=== Extract provided ===

Hello et désolé pour la réponse tardive, en tout cas merci pour vos recherches. Dr Chen c'est exactement ça, la petite assertion dite avec humour, mais qui transmet quand même de manière subtile le côté plaintif au passage! Peut-être qu'il faut enrober la chose du style "I can"t deny the painful side of things" sur un ton léger et ça devrait passer !


----------



## wildan1

In colloquial spoken AE, _It's kinda rough... _

(_kinda = kind of)_


----------



## evanola

Here are some common, lighthearted American English expressions to use when something is mildly annoying and painful:

It's no fun. 
_I admit, waking up at 5 AM is no fun._
(this sounds understated, but it's still a way to fish for sympathy ).

It's a drag.
_I admit, it's a drag to wake up at 5 AM._
(colloquial)

It's a bummer.
_Yeah, waking up at 5 is a real bummer._
(slang)

=== Provided records ===

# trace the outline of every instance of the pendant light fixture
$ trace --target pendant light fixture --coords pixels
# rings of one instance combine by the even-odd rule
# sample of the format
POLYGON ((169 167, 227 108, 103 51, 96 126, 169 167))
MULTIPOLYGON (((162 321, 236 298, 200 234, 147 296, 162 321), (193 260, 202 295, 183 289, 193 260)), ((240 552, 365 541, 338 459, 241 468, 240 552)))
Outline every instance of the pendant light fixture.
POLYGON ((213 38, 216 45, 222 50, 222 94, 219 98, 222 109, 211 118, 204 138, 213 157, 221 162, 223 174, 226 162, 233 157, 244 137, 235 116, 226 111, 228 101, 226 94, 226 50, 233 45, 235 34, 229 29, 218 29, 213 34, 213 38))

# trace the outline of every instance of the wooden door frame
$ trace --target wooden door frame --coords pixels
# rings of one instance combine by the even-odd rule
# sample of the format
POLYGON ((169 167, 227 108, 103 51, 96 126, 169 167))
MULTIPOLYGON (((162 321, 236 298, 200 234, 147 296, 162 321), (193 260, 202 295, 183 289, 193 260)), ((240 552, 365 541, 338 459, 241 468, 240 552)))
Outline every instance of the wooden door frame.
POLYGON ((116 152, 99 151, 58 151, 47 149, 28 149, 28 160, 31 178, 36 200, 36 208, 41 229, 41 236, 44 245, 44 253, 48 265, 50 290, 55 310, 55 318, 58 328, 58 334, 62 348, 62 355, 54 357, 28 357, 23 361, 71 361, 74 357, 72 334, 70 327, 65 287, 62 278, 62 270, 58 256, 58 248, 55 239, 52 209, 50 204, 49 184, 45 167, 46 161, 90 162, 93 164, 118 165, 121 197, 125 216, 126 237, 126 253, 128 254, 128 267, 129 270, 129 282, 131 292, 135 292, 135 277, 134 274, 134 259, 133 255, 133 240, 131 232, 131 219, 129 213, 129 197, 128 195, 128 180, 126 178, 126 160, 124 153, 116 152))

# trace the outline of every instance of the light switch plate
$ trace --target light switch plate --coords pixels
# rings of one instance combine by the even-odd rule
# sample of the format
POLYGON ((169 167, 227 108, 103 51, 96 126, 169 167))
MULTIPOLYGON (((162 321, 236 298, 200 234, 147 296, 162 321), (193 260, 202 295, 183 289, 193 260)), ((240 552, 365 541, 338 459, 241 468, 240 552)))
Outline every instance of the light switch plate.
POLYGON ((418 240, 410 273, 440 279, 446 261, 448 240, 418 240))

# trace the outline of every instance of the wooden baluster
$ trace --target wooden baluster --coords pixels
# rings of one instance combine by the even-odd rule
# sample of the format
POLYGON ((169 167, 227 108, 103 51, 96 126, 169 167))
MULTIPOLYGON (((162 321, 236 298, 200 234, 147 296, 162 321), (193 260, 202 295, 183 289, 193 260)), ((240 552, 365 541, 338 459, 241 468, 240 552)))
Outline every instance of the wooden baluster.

===

* [Short problem A] Write out the forum thread about casual ways to admit something is rough, word for word.
* [Short problem B] Extract the part of the rows that opens with the line containing "# trace the outline of every instance of the light" and continues through the last of the rows, copying every line verbatim.

* [Reply A]
Hello et désolé pour la réponse tardive, en tout cas merci pour vos recherches. Dr Chen c'est exactement ça, la petite assertion dite avec humour, mais qui transmet quand même de manière subtile le côté plaintif au passage! Peut-être qu'il faut enrober la chose du style "I can"t deny the painful side of things" sur un ton léger et ça devrait passer !


----------



## wildan1

In colloquial spoken AE, _It's kinda rough... _

(_kinda = kind of)_


----------



## evanola

Here are some common, lighthearted American English expressions to use when something is mildly annoying and painful:

It's no fun. 
_I admit, waking up at 5 AM is no fun._
(this sounds understated, but it's still a way to fish for sympathy ).

It's a drag.
_I admit, it's a drag to wake up at 5 AM._
(colloquial)

It's a bummer.
_Yeah, waking up at 5 is a real bummer._
(slang)

* [Reply B]
# trace the outline of every instance of the light switch plate
$ trace --target light switch plate --coords pixels
# rings of one instance combine by the even-odd rule
# sample of the format
POLYGON ((169 167, 227 108, 103 51, 96 126, 169 167))
MULTIPOLYGON (((162 321, 236 298, 200 234, 147 296, 162 321), (193 260, 202 295, 183 289, 193 260)), ((240 552, 365 541, 338 459, 241 468, 240 552)))
Outline every instance of the light switch plate.
POLYGON ((418 240, 410 273, 440 279, 446 261, 448 240, 418 240))

# trace the outline of every instance of the wooden baluster
$ trace --target wooden baluster --coords pixels
# rings of one instance combine by the even-odd rule
# sample of the format
POLYGON ((169 167, 227 108, 103 51, 96 126, 169 167))
MULTIPOLYGON (((162 321, 236 298, 200 234, 147 296, 162 321), (193 260, 202 295, 183 289, 193 260)), ((240 552, 365 541, 338 459, 241 468, 240 552)))
Outline every instance of the wooden baluster.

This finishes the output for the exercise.